Locate each line in the data below that contains the string "scoop" and copy every such line.

### SOURCE DATA
>>>>

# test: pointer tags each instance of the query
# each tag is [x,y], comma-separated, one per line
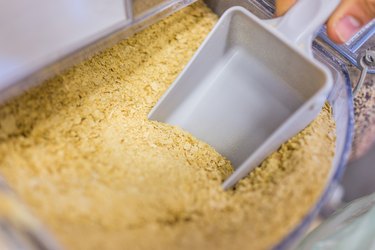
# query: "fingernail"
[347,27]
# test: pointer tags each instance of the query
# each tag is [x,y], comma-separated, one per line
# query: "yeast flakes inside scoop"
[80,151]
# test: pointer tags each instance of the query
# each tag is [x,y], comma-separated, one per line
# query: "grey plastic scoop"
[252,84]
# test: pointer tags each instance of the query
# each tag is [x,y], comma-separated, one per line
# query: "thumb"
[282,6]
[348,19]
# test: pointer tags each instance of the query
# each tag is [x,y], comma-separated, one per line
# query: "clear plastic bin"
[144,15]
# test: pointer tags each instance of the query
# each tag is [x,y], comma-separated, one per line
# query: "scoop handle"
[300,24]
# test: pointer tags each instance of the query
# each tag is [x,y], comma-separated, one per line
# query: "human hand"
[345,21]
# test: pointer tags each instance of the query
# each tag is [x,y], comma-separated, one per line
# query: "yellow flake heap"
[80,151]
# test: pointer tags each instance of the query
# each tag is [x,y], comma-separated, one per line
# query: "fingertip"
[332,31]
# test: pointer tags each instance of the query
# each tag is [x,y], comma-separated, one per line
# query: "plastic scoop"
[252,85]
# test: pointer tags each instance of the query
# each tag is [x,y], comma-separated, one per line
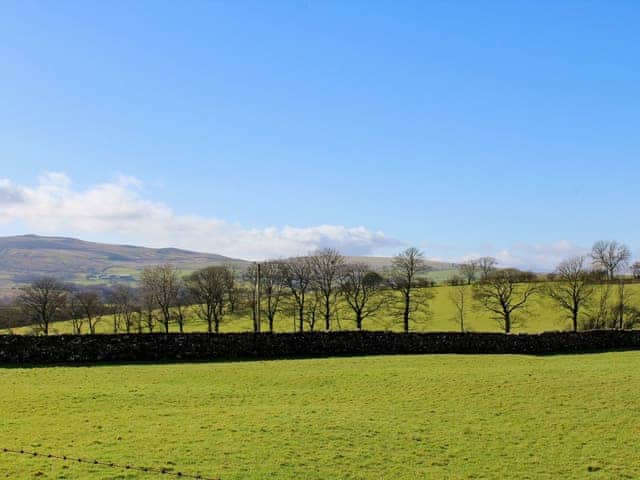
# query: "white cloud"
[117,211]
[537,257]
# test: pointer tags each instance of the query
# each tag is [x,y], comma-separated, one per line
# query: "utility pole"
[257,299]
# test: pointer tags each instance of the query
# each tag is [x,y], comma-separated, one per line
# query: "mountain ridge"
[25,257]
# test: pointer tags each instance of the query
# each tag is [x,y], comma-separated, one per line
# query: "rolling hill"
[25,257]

<<<<
>>>>

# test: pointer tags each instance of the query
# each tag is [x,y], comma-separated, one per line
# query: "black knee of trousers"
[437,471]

<<<<

### FULL SOLUTION
# query: "yeast flakes inside scoop"
# query: "grey plastic scoop"
# query: "scoop handle"
# query: "plastic scoop"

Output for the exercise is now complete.